* [What is expected]: Please continue the text about the Clegir Mawr SSSI on Anglesey from its final sentence.

* [Passage]:
──────
Protected area in Anglesey, Wales

Clegir Mawr is a Site of Special Scientific Interest (SSSI) in the community of Cylch-y-Garn in the north-west of the island of Anglesey, Wales. It is a stony coastal headland with an area just under 10 ha and has been designated principally because of the occurrence of the spotted rock-rose (Tuberaria guttata) which is a nationally rare plant and also the county flower of Anglesey.

==Site==

The site includes two areas north of Church Bay (Porth Mawr) and includes coastal heath, coastal grassland, sea cliffs and scrub habitats with a total area of 9.6 ha. Much of the area around the site is owned by the National Trust and includes the Isle of Anglesey Coastal Path.

==Importance==

The principal feature is the spotted rock-rose which favours thin acidic soils on rocky ridgelines or steep slopes. The spotted rock-rose is only known to exist in nine British locations. One location is on the Lleyn Peninsula and the remaining seven are on Holy Island, Anglesey. The flower blooms from June to August and the blooms last only a day. The flower is the county flower of Anglesey.
──────
* [Raw data]:
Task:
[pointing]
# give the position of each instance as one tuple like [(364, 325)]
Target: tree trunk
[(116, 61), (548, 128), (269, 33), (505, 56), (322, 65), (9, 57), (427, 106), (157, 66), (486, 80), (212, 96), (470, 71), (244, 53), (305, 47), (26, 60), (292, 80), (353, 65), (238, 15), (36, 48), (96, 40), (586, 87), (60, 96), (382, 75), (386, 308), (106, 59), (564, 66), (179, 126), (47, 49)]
──────
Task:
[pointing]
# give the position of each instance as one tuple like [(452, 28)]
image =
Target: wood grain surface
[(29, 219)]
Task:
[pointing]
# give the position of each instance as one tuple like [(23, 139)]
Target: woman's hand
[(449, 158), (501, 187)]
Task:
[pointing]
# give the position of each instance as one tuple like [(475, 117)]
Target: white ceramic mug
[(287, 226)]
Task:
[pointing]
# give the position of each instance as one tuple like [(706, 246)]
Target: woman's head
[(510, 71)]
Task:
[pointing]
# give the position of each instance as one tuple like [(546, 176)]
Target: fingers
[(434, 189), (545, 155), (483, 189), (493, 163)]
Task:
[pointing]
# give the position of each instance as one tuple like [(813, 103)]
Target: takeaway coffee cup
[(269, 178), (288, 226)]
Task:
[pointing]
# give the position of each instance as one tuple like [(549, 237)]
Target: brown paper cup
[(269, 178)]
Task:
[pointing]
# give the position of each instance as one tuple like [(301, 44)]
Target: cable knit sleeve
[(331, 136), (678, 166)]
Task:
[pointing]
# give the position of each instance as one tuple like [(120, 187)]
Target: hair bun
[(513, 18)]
──────
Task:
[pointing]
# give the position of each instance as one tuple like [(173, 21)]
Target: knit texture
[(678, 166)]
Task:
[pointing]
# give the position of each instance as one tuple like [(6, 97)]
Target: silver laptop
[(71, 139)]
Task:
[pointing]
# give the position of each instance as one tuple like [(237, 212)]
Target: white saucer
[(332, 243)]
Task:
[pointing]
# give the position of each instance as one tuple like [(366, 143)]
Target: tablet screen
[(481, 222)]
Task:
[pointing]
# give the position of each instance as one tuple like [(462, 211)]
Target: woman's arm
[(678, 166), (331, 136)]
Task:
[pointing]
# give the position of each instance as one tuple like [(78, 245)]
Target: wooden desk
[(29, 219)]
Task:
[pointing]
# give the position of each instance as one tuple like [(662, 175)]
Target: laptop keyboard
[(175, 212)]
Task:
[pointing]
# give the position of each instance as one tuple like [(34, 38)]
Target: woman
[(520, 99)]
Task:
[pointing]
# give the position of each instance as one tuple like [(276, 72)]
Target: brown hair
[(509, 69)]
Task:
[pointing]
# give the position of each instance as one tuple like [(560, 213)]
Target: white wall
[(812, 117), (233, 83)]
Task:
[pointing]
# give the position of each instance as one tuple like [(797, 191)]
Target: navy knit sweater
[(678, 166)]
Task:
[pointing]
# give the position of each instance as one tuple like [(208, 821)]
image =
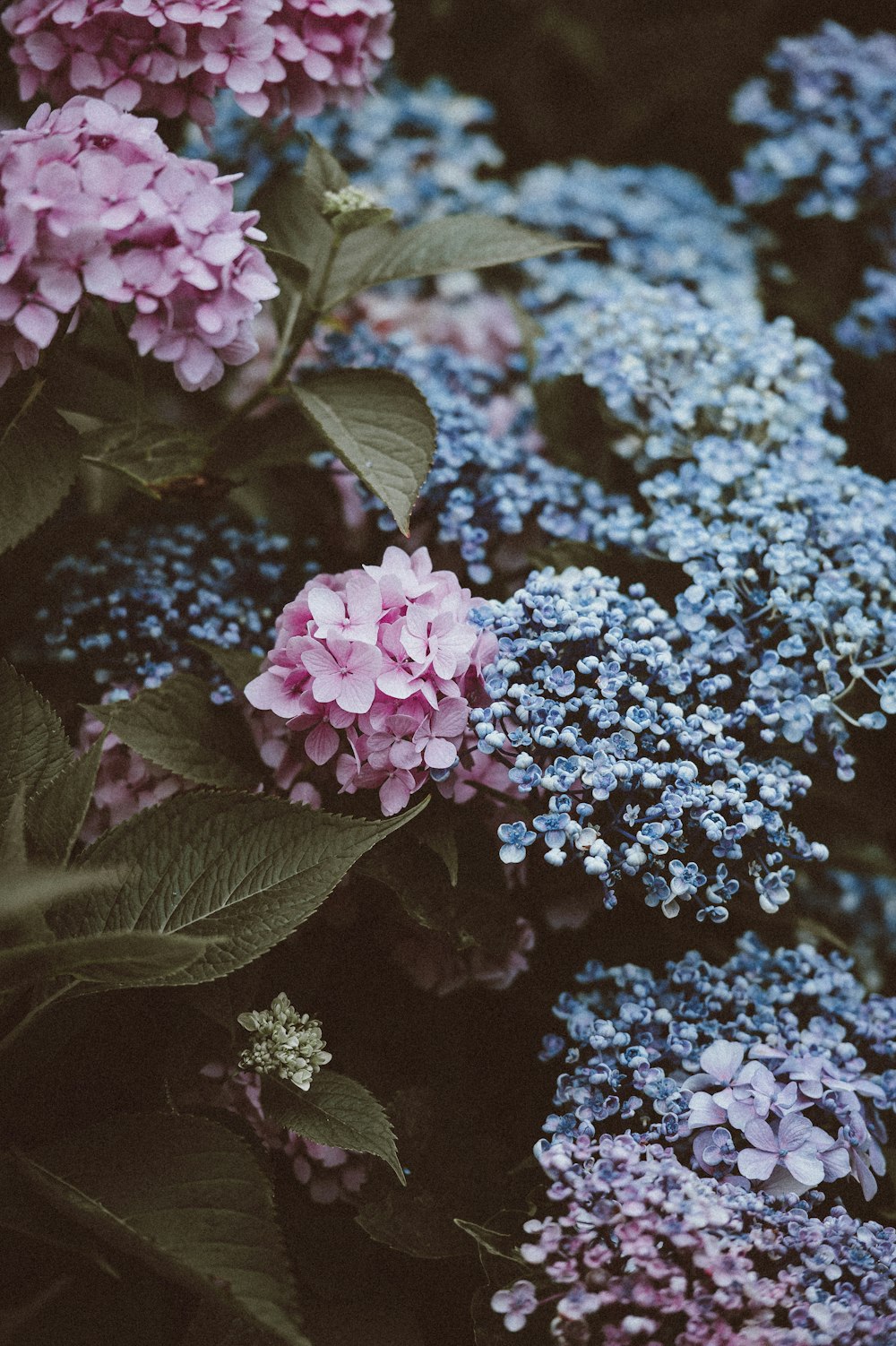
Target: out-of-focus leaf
──────
* [Answer for the task]:
The conditions for the spotted rock-rose are also support a number of other species including sheep's fescue (Festuca ovina), common bent (Agrostis capillaris), squirreltail fescue (Vulpia bromoides), early hair-grass (Aira praecox), heather (Calluna vulgaris), bell heather (Erica cinerea), western gorse (Ulex gallii), spring squill (Scilla verna) and English stonecrop (Sedum anglicum).

The uncommon golden-samphire (Inula crithmoides) is found on the sea cliffs, and the prickly sedge (Carex muricata) and dodder (Cuscuta epithymum) are also found on the site.